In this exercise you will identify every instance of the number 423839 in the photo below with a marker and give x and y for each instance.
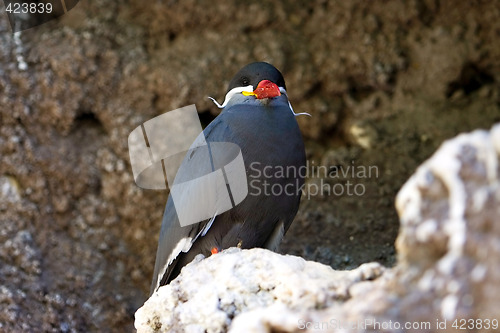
(29, 8)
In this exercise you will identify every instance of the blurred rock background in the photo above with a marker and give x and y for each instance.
(385, 82)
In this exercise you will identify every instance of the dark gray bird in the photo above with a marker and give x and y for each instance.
(259, 119)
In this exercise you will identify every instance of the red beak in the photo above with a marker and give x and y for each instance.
(265, 89)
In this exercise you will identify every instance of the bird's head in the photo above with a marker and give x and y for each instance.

- - - -

## EXERCISE BRIEF
Switch "marker" to "dot" everywhere in the entries and write them out again with nothing else changed. Leave the pictures out.

## ANSWER BELOW
In this exercise you will identify every instance of the number 423839 in the photo below with a dot and give x and y for each instance.
(29, 8)
In this exercise you will identify every instance of the blurred rock background in the photo above with a dot and give x and y for each instance.
(385, 82)
In this exercise you will identify every instance of the dark gray bird in the photo above with a dot and give x and y for each instance.
(259, 119)
In this exercise you will identify every instance of the red beak in the photo above with a dot and give x and y for each instance.
(265, 89)
In this exercise you will identify every instance of the bird's head in the photo above with a dot and give x and y for each instance.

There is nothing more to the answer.